++++ INPUT ROWS ++++

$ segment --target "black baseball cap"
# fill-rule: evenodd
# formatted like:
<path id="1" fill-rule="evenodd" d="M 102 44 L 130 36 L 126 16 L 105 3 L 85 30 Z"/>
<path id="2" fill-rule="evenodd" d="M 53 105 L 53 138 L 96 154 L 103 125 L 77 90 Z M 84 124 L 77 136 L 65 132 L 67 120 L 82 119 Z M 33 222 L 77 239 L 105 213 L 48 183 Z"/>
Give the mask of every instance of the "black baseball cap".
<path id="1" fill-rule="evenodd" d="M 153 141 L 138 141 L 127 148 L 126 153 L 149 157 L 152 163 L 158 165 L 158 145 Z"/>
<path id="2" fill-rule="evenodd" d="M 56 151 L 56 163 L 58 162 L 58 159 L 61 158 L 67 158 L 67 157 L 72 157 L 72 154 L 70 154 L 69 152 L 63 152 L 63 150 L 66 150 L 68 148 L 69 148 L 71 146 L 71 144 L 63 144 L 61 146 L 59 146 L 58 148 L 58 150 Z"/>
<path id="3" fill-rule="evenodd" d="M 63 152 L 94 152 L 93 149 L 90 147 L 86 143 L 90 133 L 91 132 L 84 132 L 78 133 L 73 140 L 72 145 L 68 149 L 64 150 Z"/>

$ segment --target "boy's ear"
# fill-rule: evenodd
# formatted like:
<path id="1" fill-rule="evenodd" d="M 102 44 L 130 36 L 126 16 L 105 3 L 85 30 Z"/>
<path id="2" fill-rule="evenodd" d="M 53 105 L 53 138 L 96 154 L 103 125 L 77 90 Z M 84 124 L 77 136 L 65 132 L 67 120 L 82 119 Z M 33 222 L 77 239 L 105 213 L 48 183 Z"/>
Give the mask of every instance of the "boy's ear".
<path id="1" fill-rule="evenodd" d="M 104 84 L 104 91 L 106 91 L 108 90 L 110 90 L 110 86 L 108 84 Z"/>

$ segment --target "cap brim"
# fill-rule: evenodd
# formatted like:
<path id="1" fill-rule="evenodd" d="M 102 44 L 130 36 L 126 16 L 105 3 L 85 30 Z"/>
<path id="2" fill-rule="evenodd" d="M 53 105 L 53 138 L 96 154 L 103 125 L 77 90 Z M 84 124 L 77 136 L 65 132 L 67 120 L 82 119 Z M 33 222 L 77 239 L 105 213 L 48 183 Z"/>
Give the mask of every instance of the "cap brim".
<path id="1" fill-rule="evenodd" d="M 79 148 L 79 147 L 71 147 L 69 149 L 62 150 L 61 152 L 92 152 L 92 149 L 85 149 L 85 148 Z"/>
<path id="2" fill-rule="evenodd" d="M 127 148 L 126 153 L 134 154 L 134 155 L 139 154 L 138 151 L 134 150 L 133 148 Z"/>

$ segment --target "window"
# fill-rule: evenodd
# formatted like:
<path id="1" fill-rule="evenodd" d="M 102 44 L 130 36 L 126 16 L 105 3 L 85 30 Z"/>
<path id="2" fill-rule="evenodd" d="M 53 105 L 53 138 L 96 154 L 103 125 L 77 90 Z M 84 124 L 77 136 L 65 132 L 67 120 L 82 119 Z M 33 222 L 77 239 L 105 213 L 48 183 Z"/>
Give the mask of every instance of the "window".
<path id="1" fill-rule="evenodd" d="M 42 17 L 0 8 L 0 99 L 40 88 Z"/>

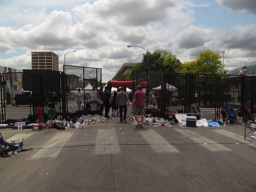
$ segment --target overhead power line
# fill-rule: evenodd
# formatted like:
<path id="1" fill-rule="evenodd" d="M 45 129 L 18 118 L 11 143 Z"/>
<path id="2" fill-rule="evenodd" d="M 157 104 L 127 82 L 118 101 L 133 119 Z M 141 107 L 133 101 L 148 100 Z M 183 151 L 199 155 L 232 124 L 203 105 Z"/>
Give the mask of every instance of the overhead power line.
<path id="1" fill-rule="evenodd" d="M 5 38 L 5 39 L 7 39 L 7 40 L 8 40 L 8 41 L 11 41 L 11 42 L 12 42 L 12 43 L 13 43 L 14 44 L 16 44 L 16 45 L 19 45 L 19 46 L 20 46 L 20 47 L 23 47 L 23 48 L 24 48 L 24 49 L 27 49 L 27 50 L 28 50 L 28 51 L 32 51 L 31 50 L 30 50 L 30 49 L 28 49 L 27 48 L 26 48 L 25 47 L 24 47 L 24 46 L 22 46 L 21 45 L 20 45 L 20 44 L 17 44 L 17 43 L 15 43 L 15 42 L 13 42 L 13 41 L 11 41 L 11 40 L 10 40 L 10 39 L 7 39 L 7 38 L 6 38 L 6 37 L 4 37 L 2 35 L 0 35 L 0 36 L 2 36 L 2 37 L 4 37 L 4 38 Z"/>

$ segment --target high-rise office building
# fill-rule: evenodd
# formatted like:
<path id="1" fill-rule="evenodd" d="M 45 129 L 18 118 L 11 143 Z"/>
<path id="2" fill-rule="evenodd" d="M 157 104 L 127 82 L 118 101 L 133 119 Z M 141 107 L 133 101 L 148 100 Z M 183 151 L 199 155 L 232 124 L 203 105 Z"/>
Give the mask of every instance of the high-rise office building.
<path id="1" fill-rule="evenodd" d="M 59 56 L 53 52 L 31 52 L 31 69 L 59 71 Z"/>

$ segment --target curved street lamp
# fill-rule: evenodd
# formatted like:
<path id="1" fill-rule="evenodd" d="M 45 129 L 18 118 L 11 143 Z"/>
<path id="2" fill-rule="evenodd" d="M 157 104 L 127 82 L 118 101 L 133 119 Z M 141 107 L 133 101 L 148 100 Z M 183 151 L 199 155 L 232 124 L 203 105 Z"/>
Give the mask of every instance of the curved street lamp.
<path id="1" fill-rule="evenodd" d="M 136 46 L 135 45 L 127 45 L 127 47 L 128 48 L 132 47 L 140 47 L 142 48 L 143 49 L 146 50 L 148 52 L 148 90 L 149 92 L 149 60 L 148 59 L 148 50 L 147 50 L 145 48 L 143 48 L 142 47 L 140 47 L 140 46 Z"/>
<path id="2" fill-rule="evenodd" d="M 135 45 L 127 45 L 127 47 L 128 48 L 130 47 L 140 47 L 140 48 L 142 48 L 143 49 L 146 50 L 148 52 L 148 69 L 149 68 L 149 63 L 148 61 L 148 50 L 146 49 L 145 48 L 143 48 L 142 47 L 140 47 L 140 46 L 135 46 Z"/>
<path id="3" fill-rule="evenodd" d="M 76 52 L 76 51 L 69 51 L 66 54 L 64 55 L 64 65 L 66 65 L 66 55 L 67 55 L 68 53 L 70 52 Z"/>

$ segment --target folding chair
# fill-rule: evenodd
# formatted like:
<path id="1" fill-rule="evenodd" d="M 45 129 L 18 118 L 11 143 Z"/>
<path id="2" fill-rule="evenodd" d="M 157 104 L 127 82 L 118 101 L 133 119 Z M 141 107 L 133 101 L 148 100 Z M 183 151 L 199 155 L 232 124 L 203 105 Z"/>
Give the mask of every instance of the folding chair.
<path id="1" fill-rule="evenodd" d="M 244 127 L 244 140 L 246 140 L 250 141 L 251 140 L 246 139 L 246 135 L 253 131 L 254 131 L 254 132 L 256 131 L 256 123 L 253 122 L 253 121 L 249 121 L 247 122 L 250 123 L 251 124 L 247 124 L 247 123 L 245 124 L 245 126 Z M 246 128 L 249 129 L 249 130 L 248 130 L 248 129 L 247 129 Z M 247 131 L 249 132 L 247 132 L 247 133 L 246 133 L 246 130 L 248 130 Z"/>

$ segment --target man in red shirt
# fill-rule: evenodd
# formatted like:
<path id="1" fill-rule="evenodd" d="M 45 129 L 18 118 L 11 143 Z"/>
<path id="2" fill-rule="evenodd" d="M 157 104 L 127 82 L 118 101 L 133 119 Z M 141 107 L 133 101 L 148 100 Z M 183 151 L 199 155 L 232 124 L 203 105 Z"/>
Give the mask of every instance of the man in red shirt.
<path id="1" fill-rule="evenodd" d="M 142 124 L 144 124 L 144 122 L 146 95 L 144 92 L 142 90 L 141 87 L 140 85 L 137 85 L 136 89 L 137 91 L 134 93 L 132 108 L 133 110 L 134 117 L 135 117 L 135 119 L 138 123 L 138 125 L 136 127 L 140 127 L 140 128 L 143 128 Z M 138 116 L 139 113 L 140 114 L 141 117 L 141 123 L 140 124 Z"/>

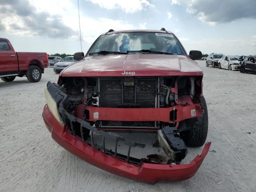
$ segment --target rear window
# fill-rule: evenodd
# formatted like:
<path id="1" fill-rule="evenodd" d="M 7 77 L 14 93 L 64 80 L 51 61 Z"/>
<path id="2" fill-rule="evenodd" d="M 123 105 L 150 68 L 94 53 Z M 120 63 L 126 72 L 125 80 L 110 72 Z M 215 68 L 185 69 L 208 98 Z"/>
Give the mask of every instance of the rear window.
<path id="1" fill-rule="evenodd" d="M 10 51 L 10 50 L 6 41 L 0 40 L 0 51 Z"/>
<path id="2" fill-rule="evenodd" d="M 74 57 L 64 57 L 60 60 L 60 62 L 68 61 L 69 62 L 76 62 L 76 60 L 74 59 Z"/>
<path id="3" fill-rule="evenodd" d="M 222 56 L 223 55 L 213 55 L 213 58 L 214 59 L 220 59 Z"/>

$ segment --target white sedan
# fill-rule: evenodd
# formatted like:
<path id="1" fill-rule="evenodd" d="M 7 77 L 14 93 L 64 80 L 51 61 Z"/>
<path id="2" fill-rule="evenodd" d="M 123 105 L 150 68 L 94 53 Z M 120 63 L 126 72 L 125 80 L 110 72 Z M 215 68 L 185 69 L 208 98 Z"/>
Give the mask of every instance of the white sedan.
<path id="1" fill-rule="evenodd" d="M 219 60 L 219 69 L 227 69 L 230 70 L 240 69 L 241 65 L 237 55 L 224 55 Z"/>

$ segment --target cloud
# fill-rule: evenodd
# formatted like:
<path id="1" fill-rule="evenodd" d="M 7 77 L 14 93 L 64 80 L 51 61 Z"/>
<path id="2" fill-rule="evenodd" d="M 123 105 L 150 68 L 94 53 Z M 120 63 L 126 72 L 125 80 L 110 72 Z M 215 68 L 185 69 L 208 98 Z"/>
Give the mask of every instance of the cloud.
<path id="1" fill-rule="evenodd" d="M 1 0 L 0 18 L 0 30 L 5 29 L 12 34 L 61 38 L 78 35 L 77 31 L 64 24 L 61 16 L 46 11 L 38 12 L 28 0 Z"/>
<path id="2" fill-rule="evenodd" d="M 179 38 L 187 51 L 200 50 L 202 52 L 222 53 L 226 55 L 254 54 L 256 50 L 256 35 L 235 39 L 223 38 L 204 38 L 193 40 Z"/>
<path id="3" fill-rule="evenodd" d="M 107 9 L 121 9 L 128 13 L 133 13 L 147 7 L 154 7 L 147 0 L 87 0 Z"/>
<path id="4" fill-rule="evenodd" d="M 146 22 L 145 22 L 144 23 L 140 24 L 140 29 L 147 29 L 146 27 Z"/>
<path id="5" fill-rule="evenodd" d="M 173 16 L 172 14 L 169 11 L 167 11 L 167 15 L 168 16 L 168 19 L 170 19 Z"/>
<path id="6" fill-rule="evenodd" d="M 187 12 L 211 25 L 244 18 L 256 19 L 255 0 L 172 0 L 172 3 L 184 5 Z"/>

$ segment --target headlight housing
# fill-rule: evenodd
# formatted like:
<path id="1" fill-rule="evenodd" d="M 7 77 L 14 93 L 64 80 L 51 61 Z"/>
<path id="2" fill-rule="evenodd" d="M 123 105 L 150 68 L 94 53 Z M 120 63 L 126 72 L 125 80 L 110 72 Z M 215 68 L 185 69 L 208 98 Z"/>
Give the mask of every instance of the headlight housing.
<path id="1" fill-rule="evenodd" d="M 44 96 L 45 100 L 46 101 L 48 108 L 52 112 L 52 114 L 54 118 L 57 120 L 60 124 L 63 126 L 65 124 L 63 121 L 62 120 L 60 116 L 60 113 L 58 110 L 57 103 L 56 100 L 54 99 L 50 93 L 48 89 L 48 85 L 50 82 L 46 83 L 44 87 Z"/>

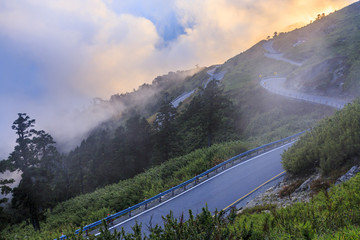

++++

### SHORT EXERCISE
Rewrite the lines from the start of the records through the line holding "104 84 L 104", inclusive, with "mask" changed to "outline" and nothing else altered.

### TASK OUTPUT
$ segment --target "black baseball cap"
# fill-rule: evenodd
# formatted like:
<path id="1" fill-rule="evenodd" d="M 102 44 L 130 36 L 126 16 L 105 3 L 85 30 Z"/>
<path id="2" fill-rule="evenodd" d="M 53 105 L 53 138 L 96 154 L 103 125 L 77 90 Z M 84 124 L 77 136 L 65 132 L 67 120 L 82 119 Z M 33 222 L 77 239 L 105 213 L 48 183 Z"/>
Give the outline of every instance of the "black baseball cap".
<path id="1" fill-rule="evenodd" d="M 153 141 L 138 141 L 127 148 L 126 153 L 149 157 L 152 163 L 158 165 L 158 145 Z"/>
<path id="2" fill-rule="evenodd" d="M 56 151 L 56 163 L 58 162 L 58 159 L 61 158 L 67 158 L 67 157 L 72 157 L 72 154 L 70 154 L 69 152 L 63 152 L 63 150 L 66 150 L 68 148 L 69 148 L 71 146 L 71 144 L 63 144 L 61 146 L 59 146 L 58 148 L 58 150 Z"/>
<path id="3" fill-rule="evenodd" d="M 63 152 L 94 152 L 93 149 L 90 147 L 86 143 L 90 133 L 91 132 L 84 132 L 78 133 L 73 140 L 72 145 L 68 149 L 64 150 Z"/>

$ segment --target "boy's ear"
# fill-rule: evenodd
# formatted like:
<path id="1" fill-rule="evenodd" d="M 102 44 L 130 36 L 126 16 L 105 3 L 85 30 Z"/>
<path id="2" fill-rule="evenodd" d="M 53 105 L 53 138 L 96 154 L 103 125 L 77 90 Z M 84 124 L 77 136 L 65 132 L 67 120 L 82 119 Z M 33 222 L 77 239 L 105 213 L 48 183 Z"/>
Give the outline of every instance of the "boy's ear".
<path id="1" fill-rule="evenodd" d="M 104 84 L 104 91 L 106 91 L 108 90 L 110 90 L 110 86 L 108 84 Z"/>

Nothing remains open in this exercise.